## Assignment 1
Answer these about the text on Florida's water concerns:
(a) What does the brown tide algae produce?
(b) Against which state did Florida lose its case?
(c) What does the text say has caused the depletion in the springs ecosystems?
## Assignment 2
Carry on the text about Florida's water concerns past its last sentence.

Areas of Concern


  • Lake Okeechobee’s Discharges

The volume being discharged from the lake is of great concern. The inundation of fresh water into brackish water ecosystems destroys the base level organisms of the food chain creating conditions for the formation of blue/green algae.

  • Mid/North Indian River Lagoon Fish kills

Caused by brown tide, a specific algae that produces a mucus which clogs up shellfish and the oxygen demand from the algae at night

  • Oyster availability in Apalachicola

There has been a steady decline in oysters available for consumption due to drought and dams, limiting fresh water in oyster areas. The state of Florida recently lost its case against Georgia that forced a certain amount of water from the Apalachicola River.

  • Aquifer Depletion/Destabilization

Florida’s natural water cleaner is losing its capability to supply all residents with clean water due to salt water intrusion, high volume consumption permits – examples are bottled water, pulp mills, agriculture, and less recharge areas due to development.

  • Spring depletion

There has been a steady depletion in the springs ecosystems due to a reduction in the aquifer supplies.

Source records
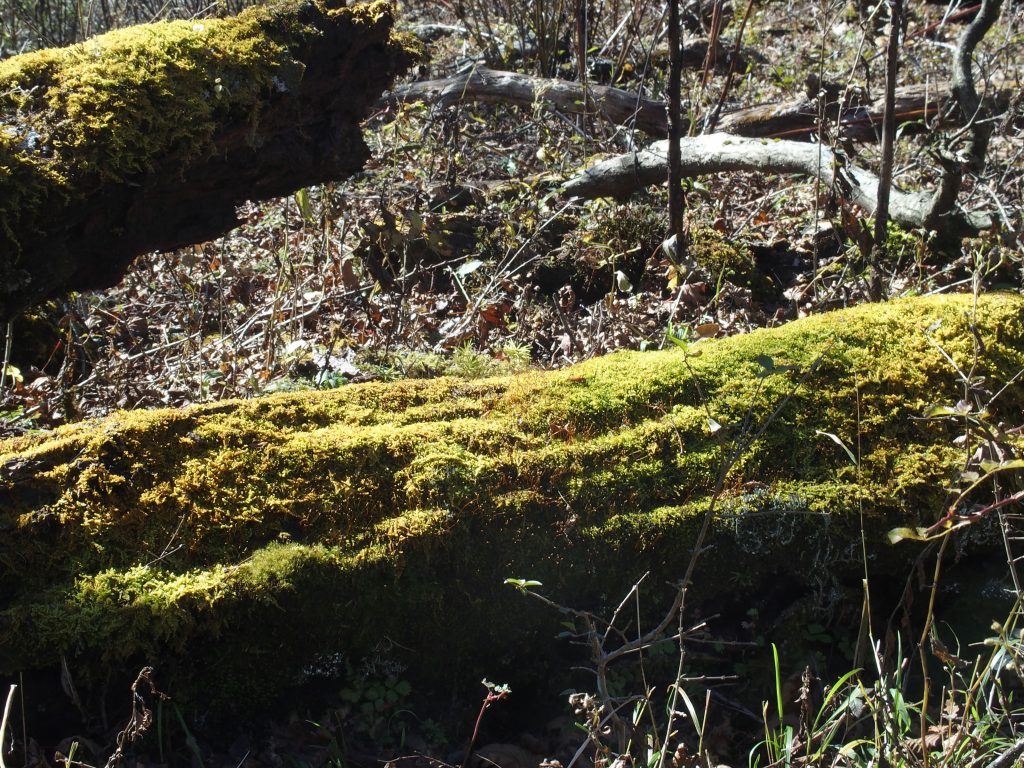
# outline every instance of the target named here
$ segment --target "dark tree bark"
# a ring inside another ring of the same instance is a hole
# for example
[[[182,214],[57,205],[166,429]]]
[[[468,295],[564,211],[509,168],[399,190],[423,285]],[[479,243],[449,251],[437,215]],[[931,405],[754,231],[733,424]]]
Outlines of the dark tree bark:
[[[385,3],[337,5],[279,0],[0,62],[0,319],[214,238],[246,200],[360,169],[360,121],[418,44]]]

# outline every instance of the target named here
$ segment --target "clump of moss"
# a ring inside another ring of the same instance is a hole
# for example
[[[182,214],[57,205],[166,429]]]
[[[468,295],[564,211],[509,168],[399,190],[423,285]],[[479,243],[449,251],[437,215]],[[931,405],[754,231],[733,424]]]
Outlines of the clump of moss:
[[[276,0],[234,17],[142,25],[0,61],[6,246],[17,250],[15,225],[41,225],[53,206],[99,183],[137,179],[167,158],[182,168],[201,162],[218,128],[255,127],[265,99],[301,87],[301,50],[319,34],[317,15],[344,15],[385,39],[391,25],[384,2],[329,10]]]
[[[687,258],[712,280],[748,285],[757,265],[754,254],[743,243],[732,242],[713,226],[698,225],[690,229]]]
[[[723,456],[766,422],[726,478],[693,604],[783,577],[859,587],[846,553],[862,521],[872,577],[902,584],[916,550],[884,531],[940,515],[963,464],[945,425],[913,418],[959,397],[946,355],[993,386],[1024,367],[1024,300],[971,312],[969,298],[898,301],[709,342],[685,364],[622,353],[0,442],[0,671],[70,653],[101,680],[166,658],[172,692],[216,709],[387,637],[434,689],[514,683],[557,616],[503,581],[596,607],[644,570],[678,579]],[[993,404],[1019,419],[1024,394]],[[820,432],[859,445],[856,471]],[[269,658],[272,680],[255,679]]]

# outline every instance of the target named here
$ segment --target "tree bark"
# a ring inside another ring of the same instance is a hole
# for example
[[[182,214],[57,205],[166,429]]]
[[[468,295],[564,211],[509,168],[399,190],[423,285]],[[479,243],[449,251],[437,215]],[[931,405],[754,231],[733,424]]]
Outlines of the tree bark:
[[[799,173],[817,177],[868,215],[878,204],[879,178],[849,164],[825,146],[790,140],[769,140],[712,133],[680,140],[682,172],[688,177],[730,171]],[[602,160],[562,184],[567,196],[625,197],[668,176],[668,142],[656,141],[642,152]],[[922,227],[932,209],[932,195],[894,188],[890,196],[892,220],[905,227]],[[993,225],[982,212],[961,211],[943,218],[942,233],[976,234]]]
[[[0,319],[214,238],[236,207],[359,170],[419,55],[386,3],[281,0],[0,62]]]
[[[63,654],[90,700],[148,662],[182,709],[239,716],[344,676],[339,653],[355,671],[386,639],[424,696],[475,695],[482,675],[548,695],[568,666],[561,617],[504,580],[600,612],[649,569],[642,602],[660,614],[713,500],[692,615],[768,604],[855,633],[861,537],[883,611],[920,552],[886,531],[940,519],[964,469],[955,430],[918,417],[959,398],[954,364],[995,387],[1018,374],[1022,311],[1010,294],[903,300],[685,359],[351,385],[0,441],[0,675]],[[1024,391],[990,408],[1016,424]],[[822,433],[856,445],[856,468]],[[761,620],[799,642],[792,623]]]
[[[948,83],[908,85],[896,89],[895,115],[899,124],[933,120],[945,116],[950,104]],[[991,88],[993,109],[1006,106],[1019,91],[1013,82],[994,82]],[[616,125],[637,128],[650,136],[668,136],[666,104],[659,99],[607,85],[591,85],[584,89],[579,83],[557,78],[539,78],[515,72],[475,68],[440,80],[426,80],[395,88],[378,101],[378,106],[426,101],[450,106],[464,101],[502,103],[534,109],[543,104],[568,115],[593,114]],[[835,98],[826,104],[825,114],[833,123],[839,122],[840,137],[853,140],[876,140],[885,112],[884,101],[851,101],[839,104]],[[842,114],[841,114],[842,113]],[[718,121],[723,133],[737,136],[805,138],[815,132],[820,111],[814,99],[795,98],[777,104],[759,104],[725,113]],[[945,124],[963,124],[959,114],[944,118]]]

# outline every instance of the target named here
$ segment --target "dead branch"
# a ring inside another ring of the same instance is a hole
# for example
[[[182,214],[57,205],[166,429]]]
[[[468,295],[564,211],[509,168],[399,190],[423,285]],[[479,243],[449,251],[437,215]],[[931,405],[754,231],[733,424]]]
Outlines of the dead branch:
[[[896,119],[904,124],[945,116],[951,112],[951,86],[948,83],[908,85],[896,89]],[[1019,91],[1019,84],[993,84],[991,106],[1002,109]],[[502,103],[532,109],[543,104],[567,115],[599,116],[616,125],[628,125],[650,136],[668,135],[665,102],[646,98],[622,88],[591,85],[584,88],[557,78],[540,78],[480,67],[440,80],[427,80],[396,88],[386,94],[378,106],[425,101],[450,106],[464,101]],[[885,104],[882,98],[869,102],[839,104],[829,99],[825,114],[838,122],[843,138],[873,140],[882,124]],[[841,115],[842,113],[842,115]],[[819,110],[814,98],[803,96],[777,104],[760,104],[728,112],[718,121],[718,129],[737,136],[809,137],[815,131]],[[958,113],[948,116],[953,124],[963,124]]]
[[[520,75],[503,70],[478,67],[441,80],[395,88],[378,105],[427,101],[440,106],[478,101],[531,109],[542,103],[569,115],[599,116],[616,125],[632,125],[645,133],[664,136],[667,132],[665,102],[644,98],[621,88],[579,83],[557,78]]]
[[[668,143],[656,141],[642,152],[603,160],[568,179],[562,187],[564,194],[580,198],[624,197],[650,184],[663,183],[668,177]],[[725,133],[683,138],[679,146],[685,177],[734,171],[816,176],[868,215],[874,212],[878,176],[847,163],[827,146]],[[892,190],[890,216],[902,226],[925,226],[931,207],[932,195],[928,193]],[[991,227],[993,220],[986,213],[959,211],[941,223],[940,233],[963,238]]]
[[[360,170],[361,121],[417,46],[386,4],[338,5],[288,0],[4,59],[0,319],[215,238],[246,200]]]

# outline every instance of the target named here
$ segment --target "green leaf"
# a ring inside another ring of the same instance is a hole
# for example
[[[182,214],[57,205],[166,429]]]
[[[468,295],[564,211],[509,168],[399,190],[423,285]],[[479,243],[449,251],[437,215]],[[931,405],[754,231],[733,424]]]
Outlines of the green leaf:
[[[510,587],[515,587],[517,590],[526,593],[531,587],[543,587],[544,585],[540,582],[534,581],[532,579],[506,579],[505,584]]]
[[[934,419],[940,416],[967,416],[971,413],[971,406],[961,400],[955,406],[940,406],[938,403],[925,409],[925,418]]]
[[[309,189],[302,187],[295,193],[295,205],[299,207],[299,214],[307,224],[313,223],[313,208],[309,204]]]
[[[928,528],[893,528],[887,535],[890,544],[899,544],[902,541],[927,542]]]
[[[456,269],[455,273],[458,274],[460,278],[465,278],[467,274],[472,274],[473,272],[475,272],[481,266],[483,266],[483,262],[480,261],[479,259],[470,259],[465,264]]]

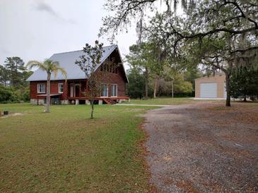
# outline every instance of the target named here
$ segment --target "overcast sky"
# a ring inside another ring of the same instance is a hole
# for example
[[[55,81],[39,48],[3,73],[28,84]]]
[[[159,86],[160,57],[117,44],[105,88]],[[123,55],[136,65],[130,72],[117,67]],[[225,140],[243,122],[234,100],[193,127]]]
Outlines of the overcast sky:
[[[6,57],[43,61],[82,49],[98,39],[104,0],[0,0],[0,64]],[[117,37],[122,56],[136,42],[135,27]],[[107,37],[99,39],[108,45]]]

## Expected output 1
(a) A mucus which clogs up shellfish.
(b) Georgia.
(c) A reduction in the aquifer supplies.

## Expected output 2
  • Salt Water Intrusion

Salt water back up through storm water and waste water systems is most prominent in Miami, however Tampa and Jacksonville are catching up, as do other coastal cities
Underground exits from the aquifer create a threshold between saltwater and freshwater deep within the limestone. Those thresholds are being pushed back.

  • Water Shortages for Human Use

Potable water – Current ground water supplies are estimated to be depleted at the current rate of consumption, somewhere between 2030-2040.

  • Reef destruction

Reefs provide habitat for species that clean up pollution in the sea, the destruction of reefs has a double edge sword on water pollution
Stormwater run off and design ends with the water ultimately flowing over our endangered reef systems.

  • High Nitrogen/Nutrient and Pollution in all areas.

Septic tanks, agricultural run-off and residential and storm water run-off from both industries and citizens high use of phosphates leads to increase algae that prefer a toxic environment.